— WHAT YOU HAVE TO DO —
Rewrite the stretch of the thyroid text below from "Because of the" through "the best results.", putting "clinicians" in place of "pathologists".

— PAGE TEXT —

Because of the lack of training samples, they pre-trained Faster R-CNN using VOC2007 database. During fine-tuning, we take the approximate joint training scheme in5 to train the RPN and detector simultaneously using multitask loss.
Results
93.5% (TPR) of papillary thyroid carcinoma regions can be detected automatically while 81.5% (TNR) of benign and normal tissue can be excluded without using any additional immunohistochemical markers or human intervention. The AUC of this method is 0.938. Therefore, the potential of this new methodology could reduce the workload for pathologists and increase the objectivity of diagnoses.
Experimental results show that each strategy can improve the functioning of the detection. Combining all of the strategies yields the best results.
Paper 4
The purpose of this study is to develop a deep learning algorithm that uses thyroid US images to decide whether a thyroid nodule should undergo a biopsy and to compare the performance of the algorithm with the performance of radiologists who adhere to ACR TI-RADS.
Dataset
Included were 1377 thyroid nodules (two orthogonal US images) in 1230 patients with complete imaging data and conclusive cytologic or histologic diagnoses. In the final sets for the analysis, there were 1278 nodules from 1139 patients in the training set and 99 nodules from 91 patients in the test set (Fig 1). The 99 test nodules were not used during algorithm development.

— INFORMATION SUPPLIED —
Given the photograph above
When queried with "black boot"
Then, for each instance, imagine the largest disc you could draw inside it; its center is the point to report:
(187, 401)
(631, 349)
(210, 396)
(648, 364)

— RESULT OF THE TASK —
Because of the lack of training samples, they pre-trained Faster R-CNN using VOC2007 database. During fine-tuning, we take the approximate joint training scheme in5 to train the RPN and detector simultaneously using multitask loss.
Results
93.5% (TPR) of papillary thyroid carcinoma regions can be detected automatically while 81.5% (TNR) of benign and normal tissue can be excluded without using any additional immunohistochemical markers or human intervention. The AUC of this method is 0.938. Therefore, the potential of this new methodology could reduce the workload for clinicians and increase the objectivity of diagnoses.
Experimental results show that each strategy can improve the functioning of the detection. Combining all of the strategies yields the best results.